== Exercise data ==
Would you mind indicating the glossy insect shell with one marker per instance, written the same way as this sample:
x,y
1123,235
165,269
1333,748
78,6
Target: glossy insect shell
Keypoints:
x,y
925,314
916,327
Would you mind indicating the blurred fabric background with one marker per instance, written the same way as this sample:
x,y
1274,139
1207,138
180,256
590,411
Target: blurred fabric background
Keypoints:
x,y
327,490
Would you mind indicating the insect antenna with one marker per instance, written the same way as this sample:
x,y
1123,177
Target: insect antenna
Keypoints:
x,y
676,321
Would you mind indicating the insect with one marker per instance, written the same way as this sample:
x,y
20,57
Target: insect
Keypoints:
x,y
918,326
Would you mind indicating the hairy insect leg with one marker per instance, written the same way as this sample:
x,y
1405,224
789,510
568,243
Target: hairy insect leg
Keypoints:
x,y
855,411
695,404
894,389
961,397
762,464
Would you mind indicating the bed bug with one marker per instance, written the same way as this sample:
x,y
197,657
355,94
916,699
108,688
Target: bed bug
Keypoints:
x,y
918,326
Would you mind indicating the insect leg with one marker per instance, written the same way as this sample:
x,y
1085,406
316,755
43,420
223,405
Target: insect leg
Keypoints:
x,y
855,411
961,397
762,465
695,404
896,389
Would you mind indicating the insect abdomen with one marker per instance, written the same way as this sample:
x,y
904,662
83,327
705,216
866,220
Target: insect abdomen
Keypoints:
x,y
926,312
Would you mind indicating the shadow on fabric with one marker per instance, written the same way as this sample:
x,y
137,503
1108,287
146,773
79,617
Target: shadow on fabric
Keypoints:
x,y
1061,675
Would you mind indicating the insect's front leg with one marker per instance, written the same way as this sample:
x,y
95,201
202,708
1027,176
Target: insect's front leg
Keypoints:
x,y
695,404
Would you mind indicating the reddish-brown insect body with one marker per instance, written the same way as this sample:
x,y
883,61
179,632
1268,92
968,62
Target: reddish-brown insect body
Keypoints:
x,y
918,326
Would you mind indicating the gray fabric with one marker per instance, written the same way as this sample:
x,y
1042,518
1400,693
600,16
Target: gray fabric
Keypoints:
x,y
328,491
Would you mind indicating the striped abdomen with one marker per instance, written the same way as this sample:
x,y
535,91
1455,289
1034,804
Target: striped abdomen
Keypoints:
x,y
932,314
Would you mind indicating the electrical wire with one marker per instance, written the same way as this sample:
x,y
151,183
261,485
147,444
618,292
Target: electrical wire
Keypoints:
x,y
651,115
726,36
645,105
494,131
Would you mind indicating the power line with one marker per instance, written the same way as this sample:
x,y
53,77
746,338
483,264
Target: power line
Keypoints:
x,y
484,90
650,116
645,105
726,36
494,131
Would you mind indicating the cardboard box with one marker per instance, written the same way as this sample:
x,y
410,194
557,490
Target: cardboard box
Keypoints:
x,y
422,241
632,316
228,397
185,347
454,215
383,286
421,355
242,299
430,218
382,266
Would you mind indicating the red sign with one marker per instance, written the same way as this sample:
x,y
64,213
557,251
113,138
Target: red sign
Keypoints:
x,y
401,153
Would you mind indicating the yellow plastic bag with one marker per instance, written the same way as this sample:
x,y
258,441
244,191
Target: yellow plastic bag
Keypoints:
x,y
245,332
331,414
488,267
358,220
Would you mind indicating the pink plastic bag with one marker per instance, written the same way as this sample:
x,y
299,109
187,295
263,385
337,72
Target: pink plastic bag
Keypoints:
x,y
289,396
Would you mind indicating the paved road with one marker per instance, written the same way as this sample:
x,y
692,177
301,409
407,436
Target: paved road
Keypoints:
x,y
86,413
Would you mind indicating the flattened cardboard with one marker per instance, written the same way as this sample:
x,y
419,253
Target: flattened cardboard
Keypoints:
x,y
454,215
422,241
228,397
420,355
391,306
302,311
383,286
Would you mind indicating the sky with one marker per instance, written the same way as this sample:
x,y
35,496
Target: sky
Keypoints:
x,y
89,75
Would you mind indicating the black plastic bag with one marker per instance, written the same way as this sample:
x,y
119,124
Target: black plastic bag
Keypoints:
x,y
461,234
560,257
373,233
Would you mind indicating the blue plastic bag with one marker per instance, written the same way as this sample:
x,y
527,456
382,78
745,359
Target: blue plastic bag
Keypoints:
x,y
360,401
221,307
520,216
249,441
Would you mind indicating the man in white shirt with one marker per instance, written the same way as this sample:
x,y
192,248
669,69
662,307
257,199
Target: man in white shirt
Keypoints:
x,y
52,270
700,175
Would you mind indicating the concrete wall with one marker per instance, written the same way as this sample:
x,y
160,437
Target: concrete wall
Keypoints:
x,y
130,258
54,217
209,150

== Aim ==
Extract each line of the material exactly as it stands.

== Answer ==
Would you mind indicating the glossy insect shell with one marker per instance, written the same way as this sample:
x,y
1123,235
165,269
1333,748
78,6
Target: glossy insect shell
Keypoints:
x,y
925,314
916,327
Would you mind indicating the blurred fabric background with one marker per instance, written the same way as this sample:
x,y
1274,139
1207,138
180,256
590,411
Target: blurred fabric background
Keypoints:
x,y
327,490
Would you mind indicating the insect antenna with one marker per instance, written the same way as this sample:
x,y
1123,177
Target: insect antenna
Keypoints:
x,y
676,321
Would you mind indicating the insect with one marker per instance, written the same way as this sample:
x,y
20,57
Target: insect
Keypoints:
x,y
918,326
Would you mind indicating the hairy insect leg with one marker per instance, written the same way as this sample:
x,y
1405,224
789,510
568,243
Target: hairy insect leg
Keypoints:
x,y
855,411
695,404
894,389
961,397
762,464
Would you mind indicating the bed bug with one marker per instance, written the same way as this sample:
x,y
197,657
355,94
916,699
108,688
Target: bed bug
Keypoints:
x,y
918,326
Would you mind indicating the insect leg with one marker per instance, written the same way as this sample:
x,y
1085,406
316,755
43,420
223,405
Target: insect leg
Keypoints:
x,y
855,411
961,397
762,465
695,404
896,389
Would you mind indicating the insect abdomen with one marker per instance, written the same way as this sample:
x,y
904,662
83,327
705,216
866,220
Target: insect abdomen
Keypoints:
x,y
926,312
Would you mind indicating the shadow on fabric with one marker per instance, written the same way as this sample:
x,y
137,503
1108,287
146,773
79,617
Target: shadow on fabric
Keypoints:
x,y
1061,675
Would you mind indicating the insect's front leg with one marker per instance, written the same way as this sample:
x,y
95,201
202,708
1027,176
Target: insect's front leg
Keypoints:
x,y
695,404
Would you mind indicating the reddish-brown insect body with one marker per instance, written the same way as this sample:
x,y
883,61
179,632
1268,92
968,62
Target: reddish-brown insect body
Keypoints:
x,y
918,326
Would you mind indicating the gray fabric with one marker per instance, written the same way as this sample:
x,y
1042,518
1400,693
600,16
Target: gray fabric
Keypoints:
x,y
328,491
Would you mind indicating the striped abdomen with one marker per instance, written the same way as this sample:
x,y
535,91
1455,289
1034,804
Target: striped abdomen
Keypoints:
x,y
932,314
Would you mind indicating the electrical wire with one marker per instance, written the same way as this sample:
x,y
151,183
261,485
147,444
618,292
Target: electrical wire
Keypoints:
x,y
651,115
726,36
645,105
494,131
Would you mind indicating the power line with one marker per instance, written the same way as this sample:
x,y
53,77
746,338
483,264
Target: power line
Keypoints:
x,y
484,90
650,116
645,105
726,36
494,131
Would you mind indicating the cardboard box with one marker per instance, written the same way as this sample:
x,y
410,194
557,490
Target: cardboard box
Keypoints:
x,y
422,241
632,316
228,397
185,347
454,215
383,286
421,355
242,299
430,218
382,266
Would you mind indicating the red sign with one marker per instance, written the same way as this sample:
x,y
64,213
557,251
113,138
Target: red sign
Keypoints:
x,y
401,153
Would you mind indicating the yellow plastic bag with one marker per instance, written the same way as this sample:
x,y
258,441
244,191
Target: yellow plastic bag
Keypoints:
x,y
245,332
331,414
488,267
358,220
Would you mind indicating the pink plastic bag with one marker per instance, written the same way as this sample:
x,y
299,109
187,295
263,385
337,72
Target: pink plastic bag
Keypoints:
x,y
289,396
Would you mind indicating the paved road with one marker per instance, written the same way as this sample:
x,y
692,177
301,409
407,436
Target: paved road
Keypoints:
x,y
86,413
Would you mind indicating the flattened cardboard with one marker per instance, written the same way as this sample:
x,y
419,253
Target: flattened cardboard
Keypoints:
x,y
454,215
422,241
228,397
420,355
391,306
302,311
383,286
Would you mind indicating the sky with one marker per instance, written the same way as this sample:
x,y
35,496
Target: sky
Keypoints:
x,y
89,75
Would you mind indicating the black plastic bag with one marker per instance, written the same way as this sample:
x,y
119,124
Target: black plastic bag
Keypoints:
x,y
461,234
560,257
373,233
Would you mind indicating the blue plastic bag with one marker per instance, written the same way as this sample:
x,y
527,456
382,78
745,359
Target: blue plastic bag
Keypoints:
x,y
360,401
221,307
520,216
249,441
Would you mind indicating the man in white shirt with one marker per instance, written the same way as this sample:
x,y
192,248
669,69
662,307
257,199
Target: man in white shirt
Keypoints:
x,y
52,270
700,175
Would you mind indicating the concrete wall with one marker per instance, written the same way as this sample:
x,y
160,437
Target: concrete wall
Keypoints:
x,y
130,258
54,217
209,150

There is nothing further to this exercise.